Page excerpt »
━━━━━━

The Christian church has long been marked by theological controversy. Many of the Apostolic letters were written to combat false teaching that had crept into the early church. Ecumenical councils were convened in the early church to respond to theological error in relation to the biblical teaching about Christ. The doctrines of depravity and the will of man have been at the center of theological controversies at numerous periods throughout church history. The Reformers contended sharply with the Roman Catholic Church over biblical authority, worship, sacraments, and soteriology in the sixteenth century. During the past three decades, the doctrine of justification has again become a central point of controversy due to the influence of the New Perspective on Paul. In addition to these widespread controversies, many local theological controversies have occurred in different periods of church history.
Christological Controversies
In the centuries after the Apostolic era, the doctrine of the Trinity was the focus of discussion. This, in turn, led to the Christological controversies of the fourth and fifth centuries. During these centuries, four major councils met to determine what to do about faulty teaching concerning Christology.
The First Council of Nicaea was called by Constantine I in AD 325 to address the heretical doctrine of Arius of Alexander. Arius had explicitly denied the deity of Christ, asserting that Jesus was merely a created being. Arianism spread to such an extent that it became a prevailing view among many bishops. The council condemned Arius and his heretical doctrine, and after the council, Athanasius of Alexandria and others staunchly defended the biblical teaching about the deity of Christ.

━━━━━━

What this exercise asks »
**A)** In the page on theological controversy, update the text from "The First Council" up to and including "deity of Christ.", putting "firmly" in place of "staunchly".
**B)** According to the page on theological controversy, who called the First Council of Nicaea, and in what year?

Given material »
━━━━━━

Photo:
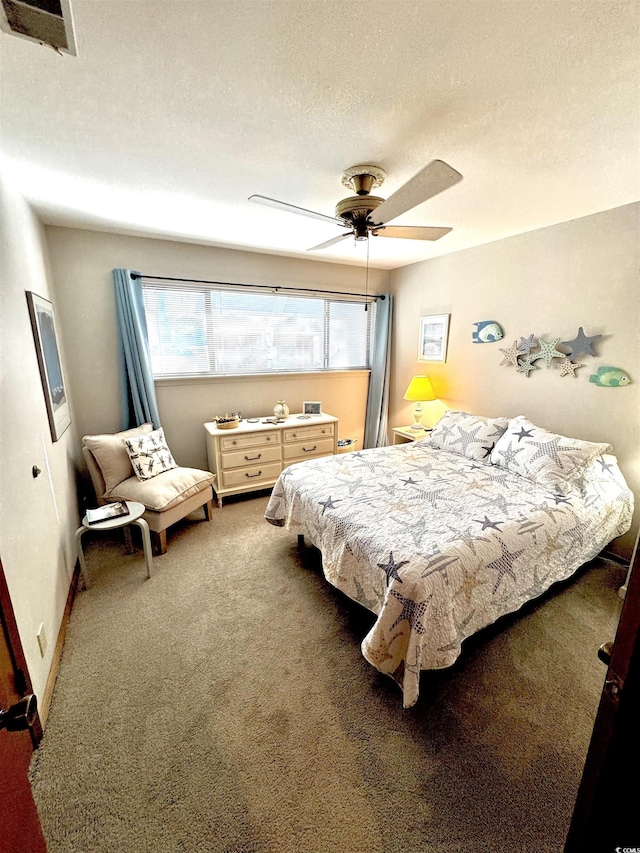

━━━━━━

Solutions per task »
**A)**
The First Council of Nicaea was called by Constantine I in AD 325 to address the heretical doctrine of Arius of Alexander. Arius had explicitly denied the deity of Christ, asserting that Jesus was merely a created being. Arianism spread to such an extent that it became a prevailing view among many bishops. The council condemned Arius and his heretical doctrine, and after the council, Athanasius of Alexandria and others firmly defended the biblical teaching about the deity of Christ.

**B)** Constantine I called it in AD 325.